Data supplied —
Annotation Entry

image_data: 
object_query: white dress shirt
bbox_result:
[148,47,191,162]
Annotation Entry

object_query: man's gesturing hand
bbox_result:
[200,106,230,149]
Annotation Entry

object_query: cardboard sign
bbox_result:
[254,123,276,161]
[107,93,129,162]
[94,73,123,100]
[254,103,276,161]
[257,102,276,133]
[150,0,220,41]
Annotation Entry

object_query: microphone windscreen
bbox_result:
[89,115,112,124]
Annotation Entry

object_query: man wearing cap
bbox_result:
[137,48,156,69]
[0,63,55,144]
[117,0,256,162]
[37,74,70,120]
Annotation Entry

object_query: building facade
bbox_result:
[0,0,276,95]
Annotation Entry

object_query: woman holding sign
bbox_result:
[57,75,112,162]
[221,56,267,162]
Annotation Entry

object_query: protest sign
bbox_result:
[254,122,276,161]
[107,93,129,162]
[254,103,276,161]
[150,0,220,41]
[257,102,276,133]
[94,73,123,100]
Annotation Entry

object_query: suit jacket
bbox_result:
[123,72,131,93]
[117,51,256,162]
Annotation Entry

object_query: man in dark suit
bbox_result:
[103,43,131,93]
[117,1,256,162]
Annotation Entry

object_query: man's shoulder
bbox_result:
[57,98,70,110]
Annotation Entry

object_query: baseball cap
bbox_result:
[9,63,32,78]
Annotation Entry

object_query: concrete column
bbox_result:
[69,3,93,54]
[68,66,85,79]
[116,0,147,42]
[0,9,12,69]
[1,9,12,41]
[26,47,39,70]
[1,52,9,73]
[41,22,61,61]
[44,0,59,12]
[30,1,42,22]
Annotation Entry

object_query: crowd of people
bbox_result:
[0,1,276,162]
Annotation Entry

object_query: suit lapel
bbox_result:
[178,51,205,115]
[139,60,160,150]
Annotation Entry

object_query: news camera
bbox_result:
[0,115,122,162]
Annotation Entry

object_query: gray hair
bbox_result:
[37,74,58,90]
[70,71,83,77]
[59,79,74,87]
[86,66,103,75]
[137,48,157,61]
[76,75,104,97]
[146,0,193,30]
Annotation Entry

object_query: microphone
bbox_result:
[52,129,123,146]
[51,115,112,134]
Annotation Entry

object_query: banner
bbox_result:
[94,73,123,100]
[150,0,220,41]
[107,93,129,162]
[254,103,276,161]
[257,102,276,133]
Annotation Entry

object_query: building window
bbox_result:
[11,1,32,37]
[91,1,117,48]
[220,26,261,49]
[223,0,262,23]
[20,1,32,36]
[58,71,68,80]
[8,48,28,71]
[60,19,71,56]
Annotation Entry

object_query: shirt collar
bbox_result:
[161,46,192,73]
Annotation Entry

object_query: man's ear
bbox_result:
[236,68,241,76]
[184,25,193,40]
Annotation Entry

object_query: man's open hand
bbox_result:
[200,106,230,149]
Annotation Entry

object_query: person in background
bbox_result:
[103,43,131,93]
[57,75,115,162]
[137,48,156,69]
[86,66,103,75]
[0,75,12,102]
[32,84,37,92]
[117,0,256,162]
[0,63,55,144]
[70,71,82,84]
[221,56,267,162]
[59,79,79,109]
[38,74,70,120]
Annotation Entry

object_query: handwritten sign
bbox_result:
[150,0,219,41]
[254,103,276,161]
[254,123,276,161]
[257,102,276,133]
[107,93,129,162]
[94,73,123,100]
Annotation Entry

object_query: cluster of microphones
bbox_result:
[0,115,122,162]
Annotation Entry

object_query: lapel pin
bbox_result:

Instruction —
Gather every line of the data that contains the string "sign". Case counts.

Final result —
object_query: cardboard sign
object_query: woman holding sign
object_query: protest sign
object_query: handwritten sign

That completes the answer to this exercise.